Extract each line in the listing below that contains the word "place", and copy those lines unchanged.

====== GIVEN DATA ======

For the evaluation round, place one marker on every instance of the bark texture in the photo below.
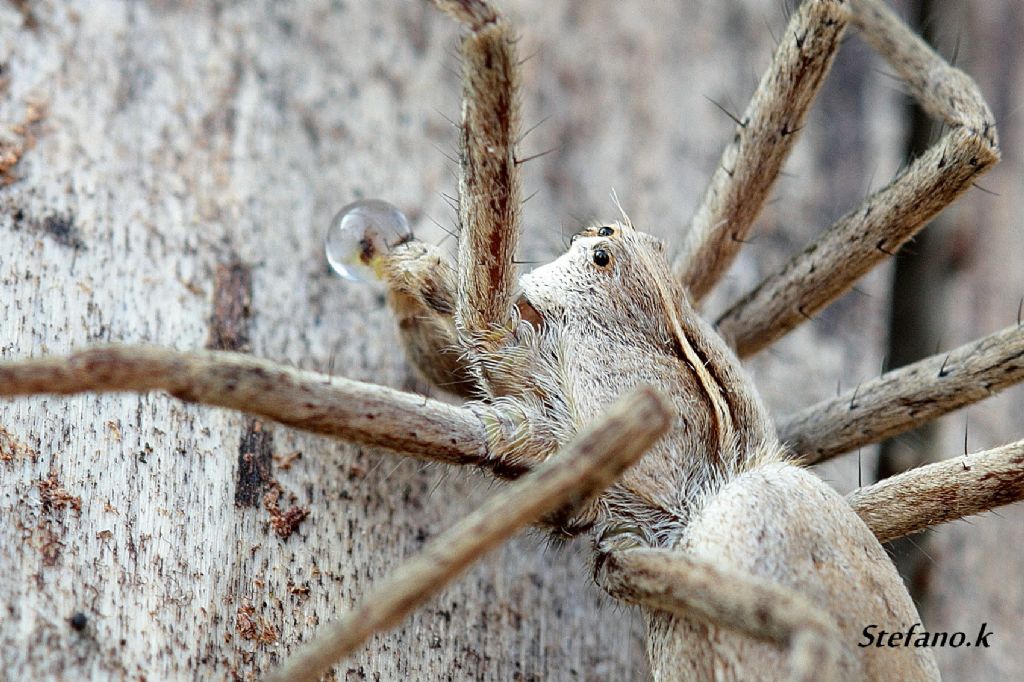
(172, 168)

======
====== GIVEN DATA ======

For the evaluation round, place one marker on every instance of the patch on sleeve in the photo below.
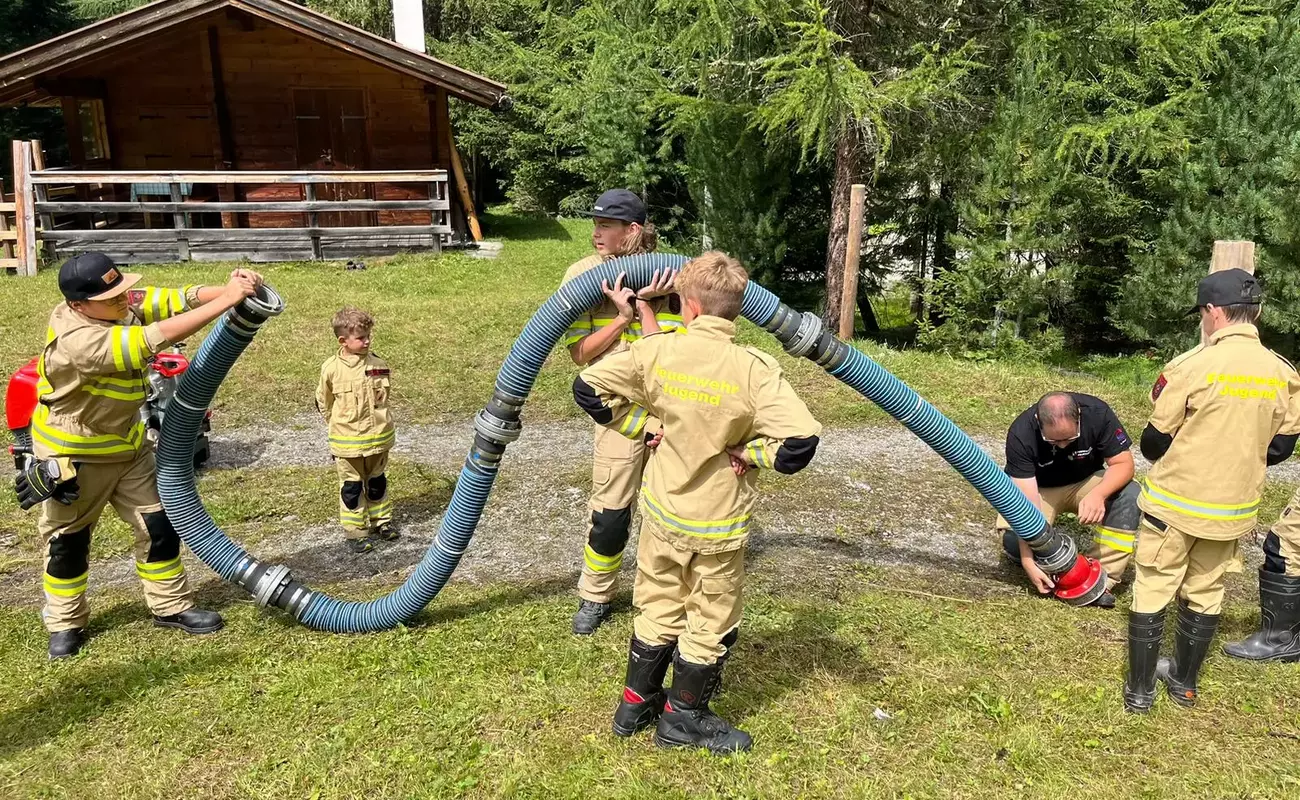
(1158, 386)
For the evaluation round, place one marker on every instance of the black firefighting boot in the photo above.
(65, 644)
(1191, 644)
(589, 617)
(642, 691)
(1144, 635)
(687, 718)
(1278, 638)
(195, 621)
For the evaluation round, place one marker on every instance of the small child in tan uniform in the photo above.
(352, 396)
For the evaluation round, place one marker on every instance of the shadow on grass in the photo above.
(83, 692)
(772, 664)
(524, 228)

======

*SOLUTION TO THIS TASK:*
For the evaluation round, place one marker on every instance of the bark texture in the photo below.
For the evaluation round, place one marker on every instance of the patch on sleeve in the photo below.
For the evaluation round, place one marker on every instance of the black firefighting boot in the photo above.
For the evaluation round, place one marker on every instance of the small child in tan uniform in the photo above.
For the evaluation round, place one marker on every instance of the shadow on grass in the photo above.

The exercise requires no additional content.